→ Trecho do documento:
|---|
Mas já nem gosto de tratar desse assunto, pois pode transparecer pura arrogância.

As pessoas, muitas vezes, não compreendem que trabalhar é apenas uma obrigação e que quando faço esse tipo de registro objetivo apenas prestar contas das minhas ações, enquanto servidor público.

Estou de licença, todos já sabem. Todavia, ainda assim, estou ligado, preocupado com o trabalho. Esse é, talvez, o mais graves dos defeitos que tenho. Eu só me afasto do trabalho materialmente.

Mas que fique consignado, com a devida ênfase: não me regozijo e nem sou feliz por ser assim. Ao reverso, me penitencio, me autoflagelo, algumas vezes.

Eu bem que podia ser diferente, depois de tantas “porradas” que já levei.

Mas não tem jeito! Não arredo o pé!

Quando estou de férias – ou de licença, como estou agora – fico sempre com a sensação de que falta alguma coisa, que não deveria ter me afastado, que me descurei de minhas obrigações.

Hoje, pela manhã, ainda há pouco, como prova da minha obsessão, da minha inquietação, liguei para o meu gabinete e me fiz ciente da situação dos processos da Meta II que ainda aguardam providências.
|---|
→ Exercício escrito A: Mostre todas as linhas abaixo que contenham a palavra "roadside", levando em conta a diferença entre maiúsculas e minúsculas.
|---|
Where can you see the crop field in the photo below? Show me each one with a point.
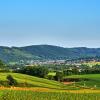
(32, 81)
(92, 63)
(93, 80)
(30, 95)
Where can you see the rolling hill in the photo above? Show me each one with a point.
(32, 81)
(41, 52)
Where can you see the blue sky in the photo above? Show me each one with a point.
(68, 23)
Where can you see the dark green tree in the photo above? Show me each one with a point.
(11, 80)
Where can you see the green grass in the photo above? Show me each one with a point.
(52, 73)
(33, 81)
(93, 80)
(29, 95)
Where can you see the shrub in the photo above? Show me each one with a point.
(11, 81)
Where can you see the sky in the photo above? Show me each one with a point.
(67, 23)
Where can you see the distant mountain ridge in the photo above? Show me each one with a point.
(40, 52)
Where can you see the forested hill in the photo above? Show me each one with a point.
(37, 52)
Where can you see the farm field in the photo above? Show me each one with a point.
(88, 80)
(30, 95)
(43, 89)
(92, 63)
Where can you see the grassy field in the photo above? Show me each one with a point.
(29, 95)
(43, 89)
(34, 81)
(92, 63)
(92, 82)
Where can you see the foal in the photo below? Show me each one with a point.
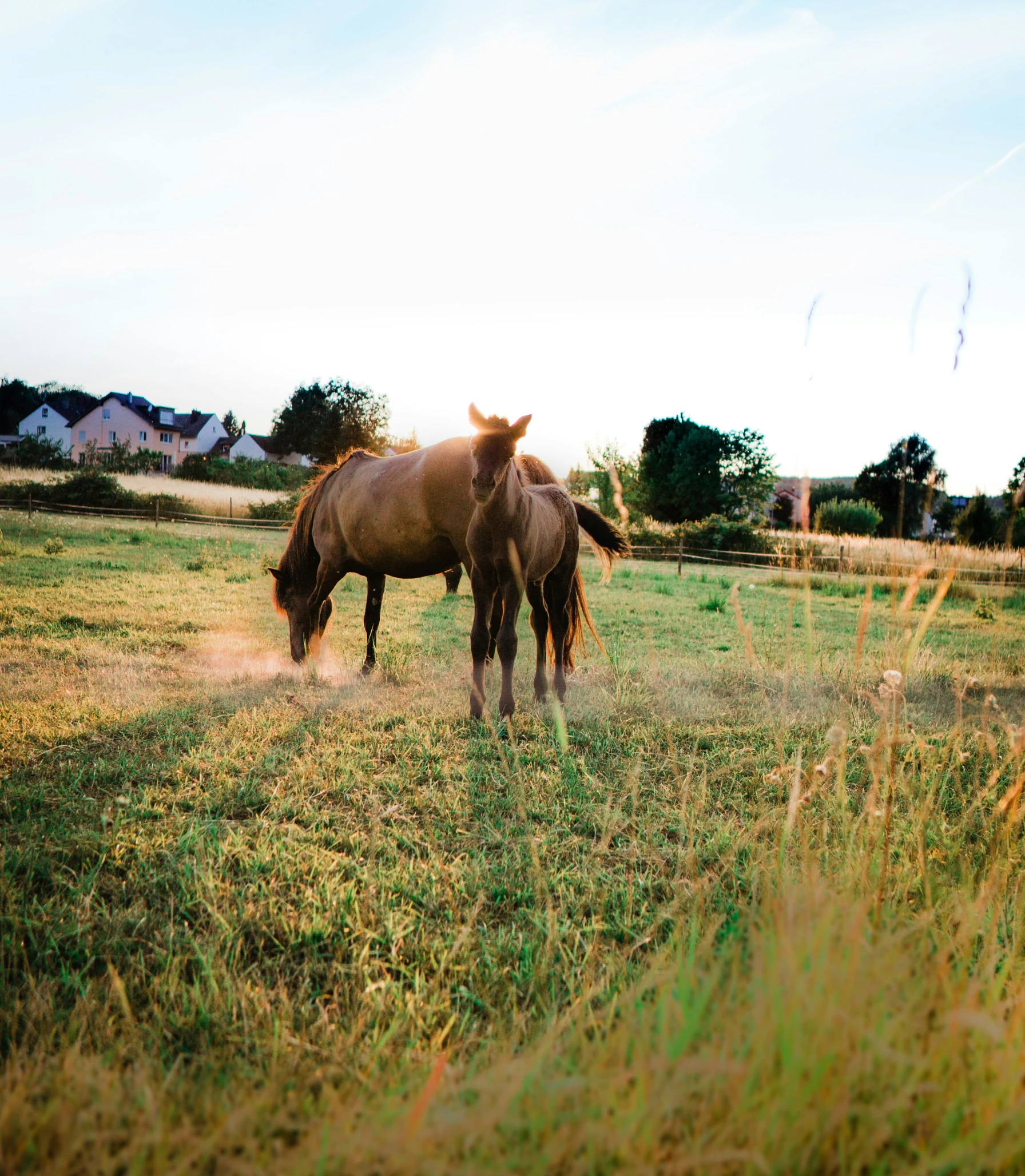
(520, 537)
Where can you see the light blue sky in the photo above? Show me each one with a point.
(594, 212)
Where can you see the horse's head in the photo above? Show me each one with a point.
(492, 448)
(305, 629)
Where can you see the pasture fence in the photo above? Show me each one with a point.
(158, 515)
(789, 557)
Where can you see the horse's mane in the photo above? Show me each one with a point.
(534, 471)
(300, 559)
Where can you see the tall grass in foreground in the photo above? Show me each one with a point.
(860, 1011)
(273, 934)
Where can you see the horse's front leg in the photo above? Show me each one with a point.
(539, 622)
(507, 643)
(372, 619)
(483, 594)
(495, 625)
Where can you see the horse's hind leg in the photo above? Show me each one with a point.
(372, 618)
(539, 622)
(452, 580)
(558, 589)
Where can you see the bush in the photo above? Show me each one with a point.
(259, 475)
(978, 525)
(839, 517)
(720, 534)
(38, 453)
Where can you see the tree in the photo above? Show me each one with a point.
(690, 471)
(978, 525)
(829, 492)
(18, 399)
(327, 420)
(902, 485)
(847, 517)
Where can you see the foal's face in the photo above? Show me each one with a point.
(304, 629)
(492, 450)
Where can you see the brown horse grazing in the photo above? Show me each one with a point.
(403, 517)
(526, 537)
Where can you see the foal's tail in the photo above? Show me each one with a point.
(606, 538)
(580, 617)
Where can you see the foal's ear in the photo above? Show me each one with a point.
(519, 428)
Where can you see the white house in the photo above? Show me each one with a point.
(258, 447)
(130, 420)
(53, 418)
(200, 432)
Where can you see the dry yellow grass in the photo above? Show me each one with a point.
(206, 498)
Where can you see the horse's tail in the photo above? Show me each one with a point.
(580, 618)
(607, 540)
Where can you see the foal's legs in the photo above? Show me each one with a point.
(559, 587)
(372, 618)
(539, 622)
(480, 638)
(507, 643)
(494, 626)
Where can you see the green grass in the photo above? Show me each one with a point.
(752, 915)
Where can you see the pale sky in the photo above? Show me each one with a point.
(593, 212)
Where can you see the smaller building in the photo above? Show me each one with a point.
(200, 432)
(258, 447)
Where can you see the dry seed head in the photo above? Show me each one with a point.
(836, 737)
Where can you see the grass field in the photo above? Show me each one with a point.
(754, 908)
(205, 498)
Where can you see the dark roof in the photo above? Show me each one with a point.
(190, 423)
(266, 444)
(140, 406)
(71, 403)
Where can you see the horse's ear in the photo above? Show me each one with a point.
(519, 428)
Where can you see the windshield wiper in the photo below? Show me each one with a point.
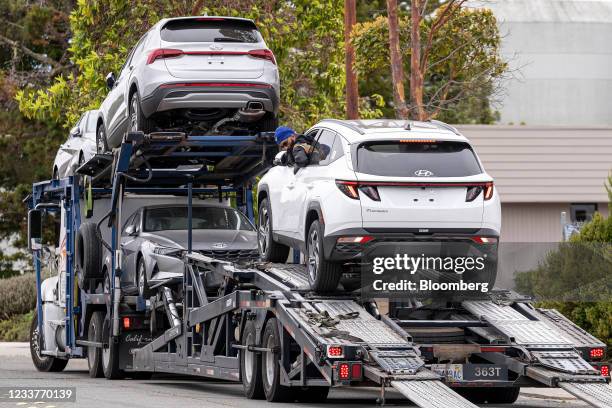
(227, 39)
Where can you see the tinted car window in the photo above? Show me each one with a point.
(175, 218)
(92, 119)
(324, 144)
(405, 159)
(195, 30)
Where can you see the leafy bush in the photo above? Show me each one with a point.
(17, 295)
(594, 314)
(17, 328)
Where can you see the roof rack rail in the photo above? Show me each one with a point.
(345, 124)
(444, 126)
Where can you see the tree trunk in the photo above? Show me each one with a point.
(352, 90)
(397, 68)
(416, 74)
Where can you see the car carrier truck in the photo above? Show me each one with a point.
(260, 324)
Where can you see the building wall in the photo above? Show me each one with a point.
(536, 222)
(560, 60)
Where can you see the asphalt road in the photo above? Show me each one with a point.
(16, 370)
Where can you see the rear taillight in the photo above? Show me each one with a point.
(161, 53)
(263, 54)
(484, 240)
(349, 188)
(472, 193)
(370, 191)
(488, 190)
(596, 353)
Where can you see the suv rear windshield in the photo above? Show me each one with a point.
(175, 218)
(193, 30)
(409, 159)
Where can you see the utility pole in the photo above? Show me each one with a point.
(352, 89)
(397, 68)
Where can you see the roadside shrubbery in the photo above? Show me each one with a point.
(17, 295)
(589, 306)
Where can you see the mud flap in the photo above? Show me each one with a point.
(431, 394)
(597, 394)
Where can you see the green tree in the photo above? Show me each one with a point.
(305, 36)
(464, 66)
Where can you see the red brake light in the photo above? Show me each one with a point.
(370, 191)
(344, 371)
(485, 240)
(356, 371)
(335, 351)
(264, 54)
(349, 188)
(596, 353)
(161, 53)
(488, 190)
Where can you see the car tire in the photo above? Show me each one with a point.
(270, 365)
(269, 250)
(94, 354)
(43, 363)
(88, 254)
(323, 275)
(250, 364)
(141, 279)
(138, 121)
(101, 140)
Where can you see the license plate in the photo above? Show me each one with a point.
(452, 372)
(471, 372)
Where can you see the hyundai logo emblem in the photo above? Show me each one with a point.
(423, 173)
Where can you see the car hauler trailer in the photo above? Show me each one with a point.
(260, 324)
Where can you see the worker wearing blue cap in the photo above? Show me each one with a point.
(301, 149)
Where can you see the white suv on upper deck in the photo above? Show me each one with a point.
(380, 180)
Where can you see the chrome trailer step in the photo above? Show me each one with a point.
(597, 394)
(431, 394)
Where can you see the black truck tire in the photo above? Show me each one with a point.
(270, 366)
(269, 250)
(110, 354)
(94, 354)
(250, 364)
(47, 364)
(323, 275)
(88, 254)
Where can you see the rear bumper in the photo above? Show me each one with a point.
(334, 251)
(188, 96)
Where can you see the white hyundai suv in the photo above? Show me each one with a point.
(379, 181)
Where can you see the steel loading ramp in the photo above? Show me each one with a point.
(597, 394)
(431, 394)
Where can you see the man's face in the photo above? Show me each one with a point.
(287, 143)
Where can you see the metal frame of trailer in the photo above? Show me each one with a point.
(337, 340)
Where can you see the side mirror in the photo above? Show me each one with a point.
(110, 80)
(280, 159)
(34, 229)
(76, 132)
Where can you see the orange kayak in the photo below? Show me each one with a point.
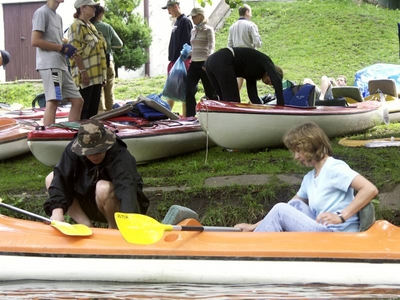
(33, 250)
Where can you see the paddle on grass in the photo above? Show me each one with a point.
(66, 228)
(141, 229)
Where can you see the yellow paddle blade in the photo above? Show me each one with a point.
(140, 229)
(73, 230)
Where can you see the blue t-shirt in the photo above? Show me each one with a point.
(331, 192)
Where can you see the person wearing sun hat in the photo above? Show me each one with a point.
(4, 58)
(95, 177)
(47, 38)
(89, 68)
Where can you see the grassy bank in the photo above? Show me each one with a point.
(307, 39)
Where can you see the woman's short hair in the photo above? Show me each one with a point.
(310, 140)
(279, 71)
(242, 10)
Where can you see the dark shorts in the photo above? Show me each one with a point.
(89, 206)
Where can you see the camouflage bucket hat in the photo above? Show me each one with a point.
(93, 138)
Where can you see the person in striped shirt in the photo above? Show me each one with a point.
(244, 33)
(203, 44)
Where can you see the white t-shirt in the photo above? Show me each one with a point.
(331, 191)
(49, 22)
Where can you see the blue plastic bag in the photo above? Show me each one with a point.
(175, 86)
(376, 71)
(300, 95)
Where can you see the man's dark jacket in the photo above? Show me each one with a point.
(76, 174)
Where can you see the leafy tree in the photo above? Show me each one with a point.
(133, 31)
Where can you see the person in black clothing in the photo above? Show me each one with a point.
(225, 65)
(95, 177)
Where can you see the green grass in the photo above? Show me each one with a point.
(307, 39)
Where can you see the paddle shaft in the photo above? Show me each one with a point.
(44, 219)
(205, 228)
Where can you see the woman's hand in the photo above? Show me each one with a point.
(327, 218)
(85, 78)
(246, 227)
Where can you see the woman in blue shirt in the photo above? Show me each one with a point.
(325, 201)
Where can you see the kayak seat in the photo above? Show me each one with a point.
(352, 94)
(177, 213)
(386, 86)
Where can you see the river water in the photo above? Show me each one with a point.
(104, 290)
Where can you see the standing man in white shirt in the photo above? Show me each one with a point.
(244, 33)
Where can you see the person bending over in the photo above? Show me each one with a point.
(225, 65)
(95, 177)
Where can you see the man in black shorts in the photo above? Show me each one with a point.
(95, 177)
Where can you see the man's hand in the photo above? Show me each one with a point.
(68, 50)
(58, 215)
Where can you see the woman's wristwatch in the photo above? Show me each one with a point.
(341, 217)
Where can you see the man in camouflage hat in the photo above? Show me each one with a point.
(95, 177)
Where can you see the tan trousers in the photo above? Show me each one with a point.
(107, 93)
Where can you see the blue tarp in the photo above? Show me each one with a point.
(376, 71)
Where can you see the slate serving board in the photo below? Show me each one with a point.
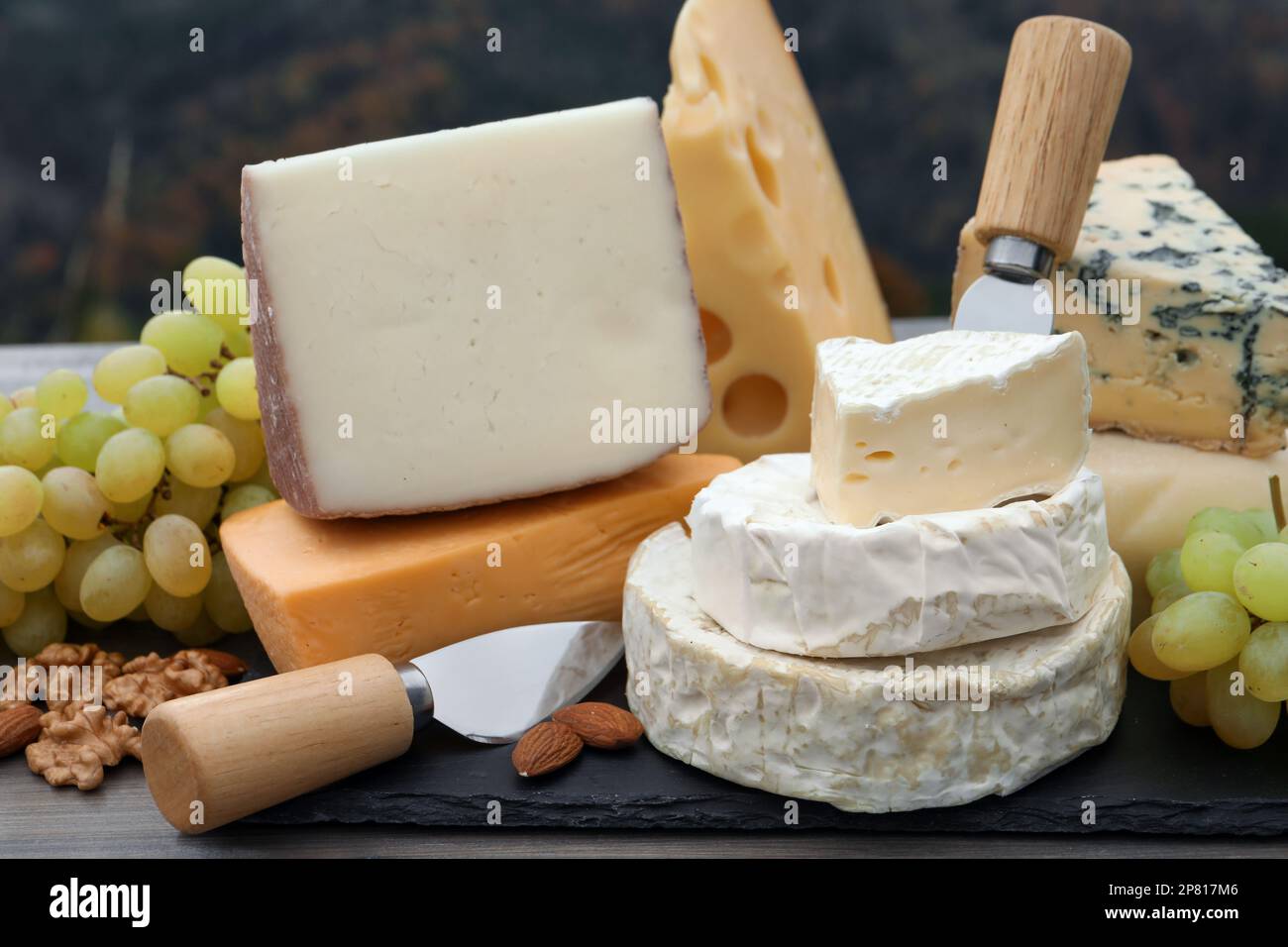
(1154, 775)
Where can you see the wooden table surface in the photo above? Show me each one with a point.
(120, 819)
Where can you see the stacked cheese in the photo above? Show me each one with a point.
(921, 612)
(1186, 328)
(438, 326)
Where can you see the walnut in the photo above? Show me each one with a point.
(151, 681)
(63, 663)
(77, 741)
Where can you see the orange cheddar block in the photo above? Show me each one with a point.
(399, 586)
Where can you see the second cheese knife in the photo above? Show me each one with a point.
(214, 758)
(1064, 78)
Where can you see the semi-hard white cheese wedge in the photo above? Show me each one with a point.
(1153, 488)
(473, 315)
(772, 569)
(945, 421)
(778, 260)
(1185, 317)
(867, 735)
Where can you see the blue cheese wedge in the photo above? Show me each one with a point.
(867, 735)
(1197, 350)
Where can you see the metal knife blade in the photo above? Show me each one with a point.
(494, 686)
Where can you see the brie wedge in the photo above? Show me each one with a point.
(859, 733)
(947, 421)
(776, 574)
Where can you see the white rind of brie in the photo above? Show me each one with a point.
(824, 729)
(776, 573)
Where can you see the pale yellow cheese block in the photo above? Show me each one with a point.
(321, 590)
(1153, 488)
(767, 222)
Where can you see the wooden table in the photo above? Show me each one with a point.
(120, 818)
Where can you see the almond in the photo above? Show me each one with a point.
(18, 727)
(601, 725)
(228, 665)
(544, 749)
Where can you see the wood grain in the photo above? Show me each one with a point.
(1057, 107)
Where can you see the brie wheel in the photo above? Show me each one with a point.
(776, 574)
(842, 731)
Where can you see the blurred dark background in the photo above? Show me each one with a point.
(150, 137)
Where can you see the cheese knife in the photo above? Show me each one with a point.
(1064, 80)
(217, 757)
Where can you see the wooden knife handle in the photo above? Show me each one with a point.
(217, 757)
(1064, 80)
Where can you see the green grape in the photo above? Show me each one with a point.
(1222, 519)
(11, 604)
(1265, 523)
(1207, 561)
(43, 622)
(170, 612)
(30, 560)
(188, 342)
(161, 405)
(1201, 631)
(27, 440)
(129, 512)
(217, 287)
(60, 393)
(130, 466)
(21, 497)
(75, 565)
(1261, 579)
(73, 504)
(176, 556)
(236, 389)
(1140, 652)
(82, 437)
(248, 441)
(197, 504)
(237, 341)
(121, 368)
(115, 583)
(245, 497)
(1163, 570)
(1189, 698)
(1263, 661)
(223, 602)
(1170, 594)
(1240, 719)
(200, 634)
(200, 455)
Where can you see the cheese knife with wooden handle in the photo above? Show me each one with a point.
(1064, 80)
(214, 758)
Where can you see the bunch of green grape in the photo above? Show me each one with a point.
(1219, 624)
(110, 515)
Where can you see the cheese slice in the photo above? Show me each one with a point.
(1206, 343)
(945, 421)
(472, 315)
(772, 569)
(402, 586)
(867, 735)
(1153, 488)
(778, 261)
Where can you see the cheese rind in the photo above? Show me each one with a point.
(952, 420)
(1212, 334)
(772, 569)
(1153, 488)
(778, 261)
(825, 729)
(442, 318)
(400, 586)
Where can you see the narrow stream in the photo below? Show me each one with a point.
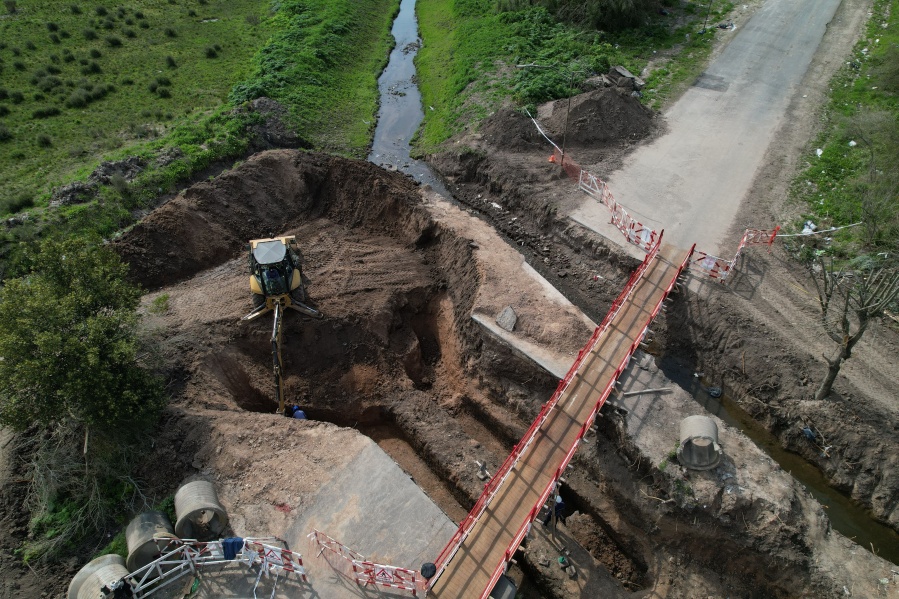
(400, 111)
(847, 517)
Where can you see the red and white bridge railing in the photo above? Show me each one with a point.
(495, 483)
(366, 572)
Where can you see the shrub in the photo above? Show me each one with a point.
(46, 112)
(91, 69)
(79, 99)
(16, 204)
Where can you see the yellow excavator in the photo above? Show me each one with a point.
(277, 283)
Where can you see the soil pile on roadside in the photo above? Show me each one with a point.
(602, 116)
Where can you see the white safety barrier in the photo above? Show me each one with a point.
(186, 556)
(366, 572)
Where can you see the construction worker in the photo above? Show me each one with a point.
(558, 508)
(294, 411)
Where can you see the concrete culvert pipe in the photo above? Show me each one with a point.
(89, 569)
(141, 535)
(200, 515)
(104, 571)
(699, 449)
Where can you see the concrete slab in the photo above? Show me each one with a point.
(371, 506)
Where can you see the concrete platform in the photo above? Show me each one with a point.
(371, 506)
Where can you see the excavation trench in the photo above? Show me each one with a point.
(397, 356)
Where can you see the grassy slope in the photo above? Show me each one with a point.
(320, 58)
(470, 51)
(131, 114)
(833, 185)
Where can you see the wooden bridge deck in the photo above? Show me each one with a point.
(470, 570)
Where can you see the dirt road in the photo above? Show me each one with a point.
(691, 181)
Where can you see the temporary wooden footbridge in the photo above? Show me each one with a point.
(486, 540)
(483, 545)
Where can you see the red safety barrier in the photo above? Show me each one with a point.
(387, 576)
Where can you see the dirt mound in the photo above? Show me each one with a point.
(511, 130)
(602, 116)
(210, 223)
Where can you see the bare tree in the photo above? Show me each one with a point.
(850, 297)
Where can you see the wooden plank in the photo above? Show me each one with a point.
(469, 571)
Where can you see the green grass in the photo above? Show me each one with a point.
(101, 87)
(324, 62)
(467, 63)
(861, 123)
(161, 90)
|---|
→ Exercício escrito B: Transcreva na íntegra, sem nenhuma alteração, o texto acima sobre a dificuldade de se desligar do trabalho durante a licença.

→ Resposta completa A:
Where can you see the roadside shrubbery in the photo above? Show me each one with a point.
Where can you see the soil pile on roadside in the photo above? Show me each one with a point.

→ Resposta completa B:
Mas já nem gosto de tratar desse assunto, pois pode transparecer pura arrogância.

As pessoas, muitas vezes, não compreendem que trabalhar é apenas uma obrigação e que quando faço esse tipo de registro objetivo apenas prestar contas das minhas ações, enquanto servidor público.

Estou de licença, todos já sabem. Todavia, ainda assim, estou ligado, preocupado com o trabalho. Esse é, talvez, o mais graves dos defeitos que tenho. Eu só me afasto do trabalho materialmente.

Mas que fique consignado, com a devida ênfase: não me regozijo e nem sou feliz por ser assim. Ao reverso, me penitencio, me autoflagelo, algumas vezes.

Eu bem que podia ser diferente, depois de tantas “porradas” que já levei.

Mas não tem jeito! Não arredo o pé!

Quando estou de férias – ou de licença, como estou agora – fico sempre com a sensação de que falta alguma coisa, que não deveria ter me afastado, que me descurei de minhas obrigações.

Hoje, pela manhã, ainda há pouco, como prova da minha obsessão, da minha inquietação, liguei para o meu gabinete e me fiz ciente da situação dos processos da Meta II que ainda aguardam providências.